Directions for this task —
Reproduce the listing below word for word in its entirety, omitting the pictures.

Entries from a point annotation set

╔══

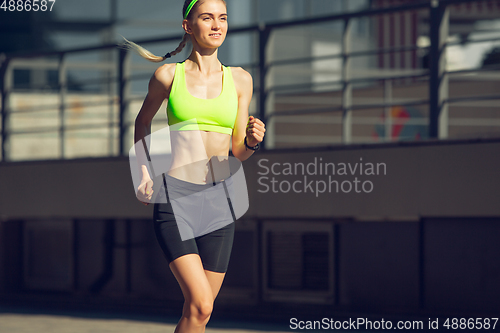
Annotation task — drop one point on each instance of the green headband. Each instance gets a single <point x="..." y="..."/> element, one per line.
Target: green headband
<point x="189" y="8"/>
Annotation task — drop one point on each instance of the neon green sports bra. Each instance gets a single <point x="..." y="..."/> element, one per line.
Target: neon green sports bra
<point x="192" y="113"/>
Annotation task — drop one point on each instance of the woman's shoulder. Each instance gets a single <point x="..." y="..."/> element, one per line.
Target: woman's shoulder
<point x="164" y="74"/>
<point x="241" y="76"/>
<point x="165" y="71"/>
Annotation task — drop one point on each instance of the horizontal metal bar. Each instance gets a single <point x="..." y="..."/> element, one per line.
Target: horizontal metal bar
<point x="472" y="98"/>
<point x="251" y="28"/>
<point x="339" y="108"/>
<point x="56" y="107"/>
<point x="56" y="129"/>
<point x="357" y="80"/>
<point x="349" y="54"/>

╚══

Complete response —
Annotation task — drop one point on each instance of the green headband. Each instance gets a single <point x="..." y="..."/> element, one per line.
Target: green headband
<point x="189" y="8"/>
Annotation task — drop one point on each instance of the neon green sports bra. Each instance gets a single <point x="..." y="..."/> element, one per line.
Target: neon green sports bra
<point x="192" y="113"/>
Annotation task — drop one point on each instance of the woman's shoulder. Each instance gets a single <point x="..." y="..."/> element, one per line.
Target: woman's shoulder
<point x="164" y="74"/>
<point x="241" y="76"/>
<point x="165" y="71"/>
Annotation task — drop one point on each instance of the horizontal metal bar. Each instance gets a single <point x="..." y="..."/> element, one per line.
Target: horizontal metal bar
<point x="472" y="98"/>
<point x="251" y="28"/>
<point x="339" y="108"/>
<point x="56" y="107"/>
<point x="56" y="129"/>
<point x="357" y="80"/>
<point x="349" y="54"/>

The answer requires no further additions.